(Exercise goal): Restate the data exactly as given and keep the pictures out.

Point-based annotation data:
- - -
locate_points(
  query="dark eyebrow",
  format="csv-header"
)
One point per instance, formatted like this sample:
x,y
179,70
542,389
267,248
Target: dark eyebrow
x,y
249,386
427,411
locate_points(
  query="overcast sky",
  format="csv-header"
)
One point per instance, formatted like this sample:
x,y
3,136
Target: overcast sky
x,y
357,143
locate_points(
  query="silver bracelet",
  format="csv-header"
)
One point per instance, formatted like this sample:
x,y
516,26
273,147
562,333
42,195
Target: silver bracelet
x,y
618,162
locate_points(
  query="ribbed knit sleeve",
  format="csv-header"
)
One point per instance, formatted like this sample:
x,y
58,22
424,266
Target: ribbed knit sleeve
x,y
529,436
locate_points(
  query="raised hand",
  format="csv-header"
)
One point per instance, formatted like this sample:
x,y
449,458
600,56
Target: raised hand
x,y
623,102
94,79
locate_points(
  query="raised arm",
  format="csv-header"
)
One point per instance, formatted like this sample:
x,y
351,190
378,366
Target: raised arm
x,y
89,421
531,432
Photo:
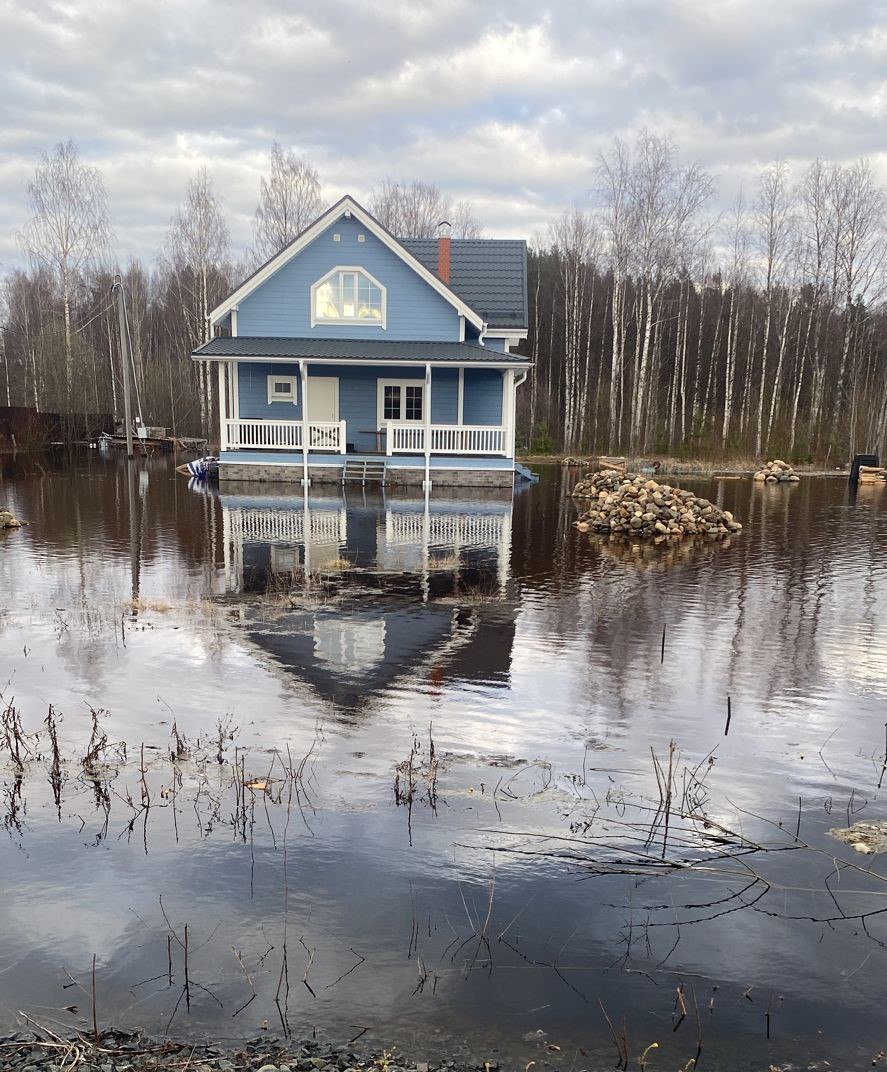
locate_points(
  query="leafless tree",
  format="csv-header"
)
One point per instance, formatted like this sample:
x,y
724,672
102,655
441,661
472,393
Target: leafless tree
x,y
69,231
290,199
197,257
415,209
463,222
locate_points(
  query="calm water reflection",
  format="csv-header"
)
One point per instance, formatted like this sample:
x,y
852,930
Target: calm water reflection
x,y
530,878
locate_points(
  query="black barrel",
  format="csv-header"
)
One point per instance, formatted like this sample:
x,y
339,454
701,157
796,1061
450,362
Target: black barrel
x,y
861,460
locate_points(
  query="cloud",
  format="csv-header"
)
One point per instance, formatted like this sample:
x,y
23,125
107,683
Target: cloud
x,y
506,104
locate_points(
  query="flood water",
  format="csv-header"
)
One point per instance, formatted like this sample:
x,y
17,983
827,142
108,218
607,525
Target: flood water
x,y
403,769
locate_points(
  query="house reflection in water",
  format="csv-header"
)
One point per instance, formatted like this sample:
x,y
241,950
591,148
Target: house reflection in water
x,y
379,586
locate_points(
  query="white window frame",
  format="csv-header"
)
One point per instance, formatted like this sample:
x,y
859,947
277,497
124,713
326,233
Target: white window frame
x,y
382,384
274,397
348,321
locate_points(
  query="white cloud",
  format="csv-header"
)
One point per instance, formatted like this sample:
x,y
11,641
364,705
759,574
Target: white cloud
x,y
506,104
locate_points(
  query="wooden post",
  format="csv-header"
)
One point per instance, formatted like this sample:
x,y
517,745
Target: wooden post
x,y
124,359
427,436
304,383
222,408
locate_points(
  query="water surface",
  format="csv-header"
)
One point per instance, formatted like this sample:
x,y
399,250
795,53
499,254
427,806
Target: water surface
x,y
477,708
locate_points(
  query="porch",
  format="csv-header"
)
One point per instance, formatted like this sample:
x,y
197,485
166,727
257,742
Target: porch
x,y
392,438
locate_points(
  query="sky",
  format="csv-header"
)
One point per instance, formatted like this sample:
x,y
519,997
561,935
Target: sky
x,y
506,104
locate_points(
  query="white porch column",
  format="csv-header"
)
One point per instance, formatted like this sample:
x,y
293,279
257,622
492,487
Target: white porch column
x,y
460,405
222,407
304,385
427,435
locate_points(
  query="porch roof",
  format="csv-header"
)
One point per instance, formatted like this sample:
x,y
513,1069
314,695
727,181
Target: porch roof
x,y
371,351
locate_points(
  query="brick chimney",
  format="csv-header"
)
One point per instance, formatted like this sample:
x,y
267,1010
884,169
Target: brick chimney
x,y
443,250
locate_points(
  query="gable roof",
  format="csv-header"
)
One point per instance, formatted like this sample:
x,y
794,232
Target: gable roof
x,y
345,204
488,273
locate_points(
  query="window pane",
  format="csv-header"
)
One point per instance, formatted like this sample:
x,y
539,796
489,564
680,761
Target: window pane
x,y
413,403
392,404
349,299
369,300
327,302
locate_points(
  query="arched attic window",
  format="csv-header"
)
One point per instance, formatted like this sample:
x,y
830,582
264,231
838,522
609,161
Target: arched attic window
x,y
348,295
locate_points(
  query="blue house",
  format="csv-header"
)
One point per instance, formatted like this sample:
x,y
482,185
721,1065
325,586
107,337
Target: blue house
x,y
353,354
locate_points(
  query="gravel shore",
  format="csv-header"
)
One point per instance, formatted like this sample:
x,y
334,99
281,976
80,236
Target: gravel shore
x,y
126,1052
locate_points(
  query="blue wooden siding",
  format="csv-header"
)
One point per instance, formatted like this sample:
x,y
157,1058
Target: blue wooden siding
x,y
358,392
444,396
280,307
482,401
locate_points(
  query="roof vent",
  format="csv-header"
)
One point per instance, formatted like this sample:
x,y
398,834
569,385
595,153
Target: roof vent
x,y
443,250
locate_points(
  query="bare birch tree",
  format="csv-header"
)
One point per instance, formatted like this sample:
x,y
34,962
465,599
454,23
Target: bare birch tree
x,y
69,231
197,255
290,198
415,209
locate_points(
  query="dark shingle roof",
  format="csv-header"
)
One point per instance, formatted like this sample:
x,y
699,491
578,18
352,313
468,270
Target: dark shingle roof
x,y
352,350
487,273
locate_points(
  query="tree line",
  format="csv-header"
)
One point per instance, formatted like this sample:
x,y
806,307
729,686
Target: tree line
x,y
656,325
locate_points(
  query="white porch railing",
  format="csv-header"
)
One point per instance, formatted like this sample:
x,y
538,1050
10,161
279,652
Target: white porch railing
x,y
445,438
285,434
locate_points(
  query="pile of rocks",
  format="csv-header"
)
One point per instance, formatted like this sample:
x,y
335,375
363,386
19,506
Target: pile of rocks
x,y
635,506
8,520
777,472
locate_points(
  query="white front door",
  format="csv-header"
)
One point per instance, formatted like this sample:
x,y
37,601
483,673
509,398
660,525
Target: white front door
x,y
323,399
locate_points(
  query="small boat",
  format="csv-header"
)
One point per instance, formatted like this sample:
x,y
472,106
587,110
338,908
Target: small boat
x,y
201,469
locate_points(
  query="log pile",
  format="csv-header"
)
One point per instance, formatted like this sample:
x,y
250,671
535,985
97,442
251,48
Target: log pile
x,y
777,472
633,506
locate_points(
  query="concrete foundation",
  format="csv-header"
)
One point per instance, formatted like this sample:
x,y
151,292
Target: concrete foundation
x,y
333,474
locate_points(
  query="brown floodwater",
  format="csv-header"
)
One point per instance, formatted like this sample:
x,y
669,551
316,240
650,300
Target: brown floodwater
- - -
(Full solution):
locate_points(
  query="dark eyebrow",
  format="csv-header"
)
One point per instance, formatted like this sample:
x,y
179,70
542,389
267,248
Target: dark eyebrow
x,y
249,386
427,411
locate_points(
  query="overcast sky",
  format="csv-header"
)
One point per instance, formatted like this sample:
x,y
3,136
Target: overcast sky
x,y
357,143
locate_points(
  query="silver bracelet",
  format="csv-header"
)
One point per instance, formatted like this sample:
x,y
516,26
273,147
562,333
42,195
Target: silver bracelet
x,y
618,162
locate_points(
  query="ribbed knit sleeve",
  format="csv-header"
)
One point per instance, formatted like this sample:
x,y
58,22
424,266
Target: ribbed knit sleeve
x,y
529,436
locate_points(
  query="raised hand",
  format="csv-header"
)
One point per instance, formatted like this sample:
x,y
449,458
600,56
Target: raised hand
x,y
623,102
94,79
locate_points(
  query="raised arm",
  format="csv-header"
)
One point per instance, formatted like this sample:
x,y
351,190
378,366
Target: raised arm
x,y
89,421
531,432
Photo:
locate_points(
  query="leafless tree",
  format="csv-header"
)
One point per instance, formatted like this sample:
x,y
724,672
102,655
441,661
472,393
Target: leafless tree
x,y
69,231
290,199
197,257
415,209
463,222
locate_points(
  query="calm water reflection",
  format="csv-header"
)
One point per instance, formatted like this sample:
x,y
852,930
Target: calm water reflection
x,y
530,878
locate_points(
  query="black barrel",
  format="csv-header"
)
One point per instance, formatted like this sample:
x,y
339,454
701,157
796,1061
450,362
Target: black barrel
x,y
861,460
locate_points(
  query="cloud",
  format="csv-header"
)
One point per instance, formatted like this sample:
x,y
23,125
107,683
Target: cloud
x,y
506,104
locate_points(
  query="flood water",
  format="csv-header"
)
One point per instance, formatted like this sample:
x,y
17,983
827,142
108,218
607,525
Target: flood water
x,y
403,769
locate_points(
  query="house reflection in water",
  format="csv-header"
)
One point per instance, formatted like this sample:
x,y
241,950
591,148
Target: house reflection in water
x,y
379,586
locate_points(
  query="white window frame",
  format="csv-header"
)
One point per instance, formatted like this sample:
x,y
859,947
277,497
124,713
326,233
Target: white window frame
x,y
382,384
274,397
348,321
locate_points(
  query="white cloud",
  format="csv-header"
)
One point per instance, formatted like this sample:
x,y
11,641
364,705
759,574
Target: white cloud
x,y
506,104
locate_points(
  query="wooden post",
  format="csv-header"
)
One point per instance, formatted like this sample:
x,y
517,745
Target: wooden post
x,y
124,359
427,436
304,383
222,408
locate_points(
  query="water surface",
  format="csv-header"
)
One point per instance, formatted like this sample:
x,y
399,250
795,53
499,254
427,806
Target: water surface
x,y
477,708
locate_points(
  query="porch",
  format="csv-header"
)
One point per instance, formatted like this sample:
x,y
197,485
166,727
257,742
Target: porch
x,y
392,438
locate_points(
  query="sky",
  format="csv-header"
)
One point per instance, formatted like this sample:
x,y
519,997
561,935
Target: sky
x,y
506,104
locate_points(
  query="white porch column",
  format="csv-header"
)
One point per instance, formatted like this sample:
x,y
293,279
257,622
492,487
Target: white porch column
x,y
460,405
222,407
304,385
427,435
locate_points(
  query="porch roof",
  format="csv-header"
)
One point per instance, formatted like this sample:
x,y
513,1069
314,695
727,181
Target: porch roof
x,y
371,351
locate_points(
  query="brick chimney",
  format="csv-header"
)
One point per instance, formatted like this sample:
x,y
267,1010
884,169
Target: brick chimney
x,y
443,250
locate_points(
  query="gable roof",
  format="csv-header"
)
One point per instance, formatted like this sample:
x,y
794,232
Target: gable roof
x,y
345,204
488,273
locate_points(
  query="window pane",
  format="csv-header"
)
One point per instance, formatted like this sample:
x,y
539,796
489,564
680,761
Target: window pane
x,y
413,403
392,404
349,299
369,300
327,302
locate_points(
  query="arched attic window",
  format="csv-header"
)
One point per instance, formatted like this sample:
x,y
830,582
264,231
838,522
609,161
Target: arched attic window
x,y
348,295
locate_points(
  query="blue house",
  format="csv-header"
)
One point per instance, formatted like this sample:
x,y
482,185
721,1065
325,586
107,337
Target: blue house
x,y
353,354
locate_points(
  query="gravel shore",
  format="csv-header"
)
One point per instance, formatted like this sample:
x,y
334,99
281,976
80,236
Target: gravel shore
x,y
126,1052
locate_points(
  query="blue wooden siding",
  format="csv-header"
)
One point per instance, formatted like this sample:
x,y
157,1058
Target: blue wooden siding
x,y
358,392
444,396
280,307
482,401
locate_points(
  query="roof vent",
  format="csv-header"
)
One point per instance, formatted like this sample:
x,y
398,834
569,385
595,153
Target: roof vent
x,y
443,250
locate_points(
  query="bare birch tree",
  format="csv-header"
)
One point per instance, formatted like this sample:
x,y
34,962
465,599
454,23
Target: bare birch tree
x,y
69,231
197,255
290,198
415,209
locate_points(
  query="dark shingle roof",
  format="csv-header"
)
One point per instance, formatted like this sample:
x,y
699,491
578,18
352,313
468,270
Target: dark shingle roof
x,y
352,350
487,273
locate_points(
  query="tree line",
  format="csv-header"
)
One point per instance, formatted like this sample:
x,y
806,307
729,686
Target: tree line
x,y
656,325
locate_points(
  query="white porch railing",
  format="csv-header"
)
One point per instance, formatted like this sample:
x,y
538,1050
10,161
279,652
Target: white porch railing
x,y
445,438
285,434
locate_points(
  query="pile of rocks",
  format="csv-header"
)
One point per instance, formatted like this sample:
x,y
335,375
363,386
19,506
Target: pile of rocks
x,y
635,506
8,520
777,472
locate_points(
  query="white front door",
  format="csv-header"
)
One point per instance, formatted like this sample:
x,y
37,601
483,673
509,398
660,525
Target: white front door
x,y
323,399
locate_points(
  query="small boat",
  format="csv-header"
)
One point per instance, formatted like this sample:
x,y
472,106
587,110
338,908
Target: small boat
x,y
201,469
locate_points(
  query="log pile",
  format="csv-header"
)
One point per instance, formatted like this sample:
x,y
250,671
535,985
97,442
251,48
Target: log pile
x,y
777,472
633,506
locate_points(
  query="concrete foundation",
  format="csv-header"
)
One point per instance, formatted like this sample:
x,y
151,292
Target: concrete foundation
x,y
333,474
locate_points(
  query="brown floodwater",
  format="csv-header"
)
One point per instance, formatted like this sample:
x,y
669,551
316,240
650,300
Target: brown floodwater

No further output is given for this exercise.